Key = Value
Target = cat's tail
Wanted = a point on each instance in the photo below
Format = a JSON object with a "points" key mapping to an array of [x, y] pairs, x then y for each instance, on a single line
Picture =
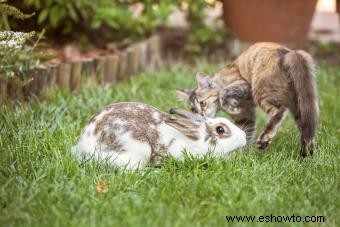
{"points": [[301, 69]]}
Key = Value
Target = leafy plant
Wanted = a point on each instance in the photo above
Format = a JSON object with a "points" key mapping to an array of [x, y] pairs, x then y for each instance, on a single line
{"points": [[17, 59]]}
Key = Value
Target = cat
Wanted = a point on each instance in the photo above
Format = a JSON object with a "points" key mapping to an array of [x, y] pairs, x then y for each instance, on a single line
{"points": [[268, 75]]}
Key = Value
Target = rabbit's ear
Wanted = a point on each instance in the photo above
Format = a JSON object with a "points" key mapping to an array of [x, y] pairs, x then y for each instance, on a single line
{"points": [[184, 94], [203, 80], [187, 127]]}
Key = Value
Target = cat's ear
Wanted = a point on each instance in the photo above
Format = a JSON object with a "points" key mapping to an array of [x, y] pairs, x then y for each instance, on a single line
{"points": [[203, 80], [184, 94]]}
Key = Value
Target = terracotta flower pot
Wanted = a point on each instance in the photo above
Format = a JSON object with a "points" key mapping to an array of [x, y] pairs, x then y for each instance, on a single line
{"points": [[285, 21]]}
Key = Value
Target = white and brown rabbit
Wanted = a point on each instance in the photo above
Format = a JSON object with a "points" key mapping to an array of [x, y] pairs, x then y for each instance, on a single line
{"points": [[132, 135]]}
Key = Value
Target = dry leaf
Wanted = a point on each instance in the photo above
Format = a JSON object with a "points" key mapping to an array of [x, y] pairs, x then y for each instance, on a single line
{"points": [[102, 187]]}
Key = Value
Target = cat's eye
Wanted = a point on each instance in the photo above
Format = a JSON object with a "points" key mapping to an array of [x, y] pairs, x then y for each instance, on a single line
{"points": [[220, 130]]}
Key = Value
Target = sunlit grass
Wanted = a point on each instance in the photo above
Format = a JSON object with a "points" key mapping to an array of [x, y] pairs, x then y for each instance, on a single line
{"points": [[41, 185]]}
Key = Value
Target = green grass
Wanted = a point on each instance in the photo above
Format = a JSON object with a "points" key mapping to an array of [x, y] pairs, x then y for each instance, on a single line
{"points": [[41, 185]]}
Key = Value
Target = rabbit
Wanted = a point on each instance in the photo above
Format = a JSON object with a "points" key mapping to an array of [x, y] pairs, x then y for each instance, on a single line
{"points": [[132, 135]]}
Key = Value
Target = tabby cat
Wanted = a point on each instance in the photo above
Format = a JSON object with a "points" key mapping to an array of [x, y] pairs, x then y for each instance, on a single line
{"points": [[267, 75]]}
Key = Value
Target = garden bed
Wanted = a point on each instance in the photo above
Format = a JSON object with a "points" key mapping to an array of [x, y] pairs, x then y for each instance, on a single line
{"points": [[70, 74]]}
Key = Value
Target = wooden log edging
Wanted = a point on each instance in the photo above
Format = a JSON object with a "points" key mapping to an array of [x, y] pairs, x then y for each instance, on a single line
{"points": [[144, 56]]}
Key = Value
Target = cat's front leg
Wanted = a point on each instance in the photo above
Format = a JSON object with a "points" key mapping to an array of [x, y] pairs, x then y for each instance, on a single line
{"points": [[238, 102], [277, 115]]}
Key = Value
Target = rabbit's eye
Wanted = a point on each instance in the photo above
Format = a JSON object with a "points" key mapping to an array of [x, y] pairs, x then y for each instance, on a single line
{"points": [[203, 103], [220, 130]]}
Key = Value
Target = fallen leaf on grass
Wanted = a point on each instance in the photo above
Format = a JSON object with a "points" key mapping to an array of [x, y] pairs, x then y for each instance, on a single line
{"points": [[102, 187]]}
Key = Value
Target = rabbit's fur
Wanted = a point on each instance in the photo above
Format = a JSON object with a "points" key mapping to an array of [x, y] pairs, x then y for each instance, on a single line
{"points": [[135, 134]]}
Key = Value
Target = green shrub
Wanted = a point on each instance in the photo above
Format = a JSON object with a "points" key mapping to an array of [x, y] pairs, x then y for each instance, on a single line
{"points": [[17, 58]]}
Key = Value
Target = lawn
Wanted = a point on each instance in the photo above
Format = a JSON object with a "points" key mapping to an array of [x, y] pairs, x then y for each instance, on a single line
{"points": [[41, 185]]}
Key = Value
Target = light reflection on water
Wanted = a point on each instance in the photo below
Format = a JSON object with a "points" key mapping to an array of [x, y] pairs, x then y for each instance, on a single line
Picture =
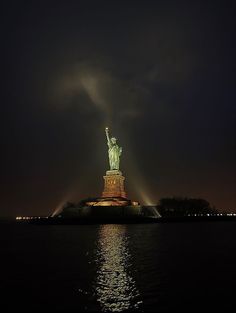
{"points": [[115, 288]]}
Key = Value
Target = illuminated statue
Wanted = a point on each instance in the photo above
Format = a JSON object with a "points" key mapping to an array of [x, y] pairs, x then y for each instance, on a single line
{"points": [[114, 152]]}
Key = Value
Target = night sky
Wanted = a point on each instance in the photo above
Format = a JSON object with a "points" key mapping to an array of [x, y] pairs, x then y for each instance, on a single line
{"points": [[160, 74]]}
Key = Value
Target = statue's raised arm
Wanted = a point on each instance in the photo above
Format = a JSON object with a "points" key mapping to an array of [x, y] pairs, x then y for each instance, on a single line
{"points": [[114, 151], [107, 135]]}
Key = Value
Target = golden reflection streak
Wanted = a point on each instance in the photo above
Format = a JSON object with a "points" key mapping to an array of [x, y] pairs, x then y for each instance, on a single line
{"points": [[114, 287]]}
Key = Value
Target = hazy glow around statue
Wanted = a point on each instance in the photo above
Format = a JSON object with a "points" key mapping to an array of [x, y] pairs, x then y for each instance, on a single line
{"points": [[114, 151]]}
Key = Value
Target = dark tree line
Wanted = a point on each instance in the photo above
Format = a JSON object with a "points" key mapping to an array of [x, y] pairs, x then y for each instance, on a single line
{"points": [[178, 206]]}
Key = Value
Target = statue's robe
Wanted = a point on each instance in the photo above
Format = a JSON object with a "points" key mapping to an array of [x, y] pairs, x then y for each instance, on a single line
{"points": [[114, 153]]}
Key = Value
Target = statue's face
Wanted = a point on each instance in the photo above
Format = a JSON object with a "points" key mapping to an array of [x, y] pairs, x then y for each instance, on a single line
{"points": [[113, 140]]}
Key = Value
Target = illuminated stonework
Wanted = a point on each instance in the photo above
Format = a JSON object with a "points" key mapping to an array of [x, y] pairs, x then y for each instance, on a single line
{"points": [[114, 185]]}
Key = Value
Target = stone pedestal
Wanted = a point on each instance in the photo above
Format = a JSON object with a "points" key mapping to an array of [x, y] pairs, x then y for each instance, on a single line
{"points": [[114, 185]]}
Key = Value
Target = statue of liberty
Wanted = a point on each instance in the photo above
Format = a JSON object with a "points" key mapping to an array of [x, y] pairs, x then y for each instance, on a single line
{"points": [[114, 151]]}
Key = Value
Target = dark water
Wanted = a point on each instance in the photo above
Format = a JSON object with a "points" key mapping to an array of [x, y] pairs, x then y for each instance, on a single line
{"points": [[150, 267]]}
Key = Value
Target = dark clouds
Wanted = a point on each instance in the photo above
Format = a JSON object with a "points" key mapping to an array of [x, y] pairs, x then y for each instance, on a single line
{"points": [[160, 74]]}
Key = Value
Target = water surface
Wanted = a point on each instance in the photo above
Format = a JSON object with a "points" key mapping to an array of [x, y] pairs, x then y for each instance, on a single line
{"points": [[168, 267]]}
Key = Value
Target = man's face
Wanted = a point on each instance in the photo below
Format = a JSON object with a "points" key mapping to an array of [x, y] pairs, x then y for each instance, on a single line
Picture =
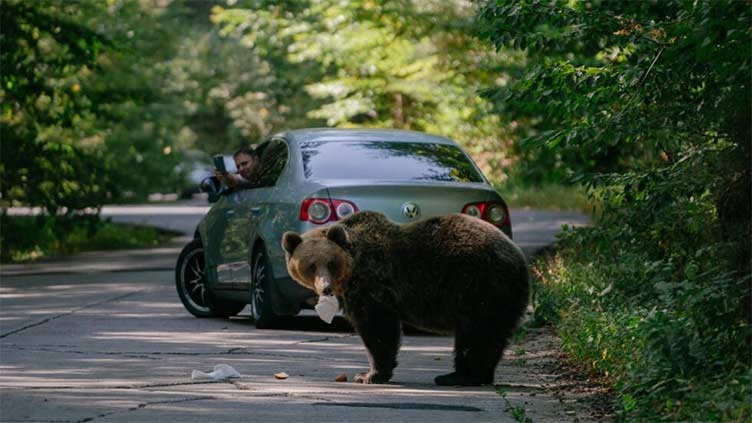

────────────────

TASK DETAILS. Find how many lines of the listing include the word "green" and answer with that count by itself.

SOLUTION. 2